■ Selected passage
┏━━
The Business of Writing
The librarian called me a liar.
“There’s no way you read those books! You just took them home yesterday. You’re trying to cheat!”
Now a wiser child would’ve simply said something like, “No, ma’am! I live thousands of miles away, but I’m spending the summer with my grandparents. I don’t know any local kids, and my grandparents are happier if they can’t hear, see, or smell me, so I spend my days perched in the top of an old oak tree with an apple, a bottle of Coke, and a couple of books. I’ve already read every word in their house twice which is why I’m back at the library for more.”
But I all I heard was cheat and that hurt my pride.
“I did too read those books! You don’t want to sign my book log because you’re afraid I’ll win the prize!”
Yesterday, the sign was the first thing I saw when I entered the tiny public library. In big, bold letters it announced the annual summer reading program with the prize of a free ticket to the magical land of Lagoon for any kid who read one hundred books. I’d heard of my cousins speak of Lagoon in the hushed tones reserved for church or when Grandpa was napping. “It makes Saratoga Springs look like the dinky Strawberry Days Fair,” they said. Saratoga Springs with its waterslides and rows of skee-ball alleys was the bomb-diggity. Lagoon, I figured, was a ten year old’s version of paradise. If I got a free ticket, my grandparents would have to take me.
But that would never happen if this dried prune of a librarian kept giving me heat, saying I didn’t read the three measly books she let me borrow a whole lifetime and twenty-six hours ago. I crossed my arms and stuck out my bottom lip.
She raised an eyebrow and picked up the top book from the pile, Rose in Bloom by Louisa May Alcott. “So when Kitty married Mac—”
“Kitty never married Mac,” I interrupted. She married Steve. Rose married Mac.”
She sniffed. “You read it before.”
“Nope.” I picked up Charlie and the Chocolate Factory by Roald Dahl. “I did see this movie, but it was called Willy Wonka. In the movie Charlie and Grandpa Joe find the golden ticket, but in the book only Charlie does. I liked the book better.” The last novel was A Wrinkle in Time by Madeleine L’Engle. I held it up. “I loved this. I want to be Meg and have a brother like Charles Wallace. Do you have any more like this one?”
She narrowed her eyes, but grabbed her rubber stamp and dated my log, scrawling her initials next to each title. The war with the librarian was on.
┗━━
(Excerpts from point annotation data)
┏━━
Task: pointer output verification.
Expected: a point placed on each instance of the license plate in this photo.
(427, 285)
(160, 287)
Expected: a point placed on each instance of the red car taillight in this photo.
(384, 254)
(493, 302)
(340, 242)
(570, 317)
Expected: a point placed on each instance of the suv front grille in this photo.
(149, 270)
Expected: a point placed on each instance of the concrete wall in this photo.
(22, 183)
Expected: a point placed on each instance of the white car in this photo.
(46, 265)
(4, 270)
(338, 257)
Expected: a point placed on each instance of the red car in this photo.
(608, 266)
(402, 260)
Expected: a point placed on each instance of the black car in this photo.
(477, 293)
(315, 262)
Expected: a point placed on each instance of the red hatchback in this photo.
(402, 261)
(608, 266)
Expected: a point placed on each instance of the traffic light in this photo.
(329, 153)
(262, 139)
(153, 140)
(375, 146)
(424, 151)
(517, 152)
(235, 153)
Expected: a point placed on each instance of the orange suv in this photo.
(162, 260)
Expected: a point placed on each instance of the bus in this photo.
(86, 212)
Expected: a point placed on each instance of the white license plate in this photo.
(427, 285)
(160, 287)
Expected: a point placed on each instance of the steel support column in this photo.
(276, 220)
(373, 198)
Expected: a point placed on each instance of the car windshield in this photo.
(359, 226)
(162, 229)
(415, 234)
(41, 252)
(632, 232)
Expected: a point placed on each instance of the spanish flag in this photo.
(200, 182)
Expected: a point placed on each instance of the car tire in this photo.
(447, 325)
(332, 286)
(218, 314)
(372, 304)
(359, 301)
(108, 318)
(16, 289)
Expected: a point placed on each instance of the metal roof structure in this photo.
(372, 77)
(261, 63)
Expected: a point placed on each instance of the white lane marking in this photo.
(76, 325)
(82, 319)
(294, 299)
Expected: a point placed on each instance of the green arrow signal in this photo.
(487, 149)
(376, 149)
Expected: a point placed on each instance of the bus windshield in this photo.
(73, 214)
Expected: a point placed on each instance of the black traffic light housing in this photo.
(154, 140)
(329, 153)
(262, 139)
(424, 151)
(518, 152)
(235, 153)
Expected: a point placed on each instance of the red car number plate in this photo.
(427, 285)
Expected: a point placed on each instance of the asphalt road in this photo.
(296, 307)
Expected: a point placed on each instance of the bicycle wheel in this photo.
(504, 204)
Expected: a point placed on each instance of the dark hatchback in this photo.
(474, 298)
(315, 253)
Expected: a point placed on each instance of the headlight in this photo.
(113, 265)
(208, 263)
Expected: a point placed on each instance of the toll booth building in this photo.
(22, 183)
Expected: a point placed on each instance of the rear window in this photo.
┗━━
■ Problem
Return the part of the story about the librarian that opens with the words containing "She raised an" and closes with "librarian was on.", copied word for word. The entries are separate material and unrelated to the story about the librarian.

■ Task solution
She raised an eyebrow and picked up the top book from the pile, Rose in Bloom by Louisa May Alcott. “So when Kitty married Mac—”
“Kitty never married Mac,” I interrupted. She married Steve. Rose married Mac.”
She sniffed. “You read it before.”
“Nope.” I picked up Charlie and the Chocolate Factory by Roald Dahl. “I did see this movie, but it was called Willy Wonka. In the movie Charlie and Grandpa Joe find the golden ticket, but in the book only Charlie does. I liked the book better.” The last novel was A Wrinkle in Time by Madeleine L’Engle. I held it up. “I loved this. I want to be Meg and have a brother like Charles Wallace. Do you have any more like this one?”
She narrowed her eyes, but grabbed her rubber stamp and dated my log, scrawling her initials next to each title. The war with the librarian was on.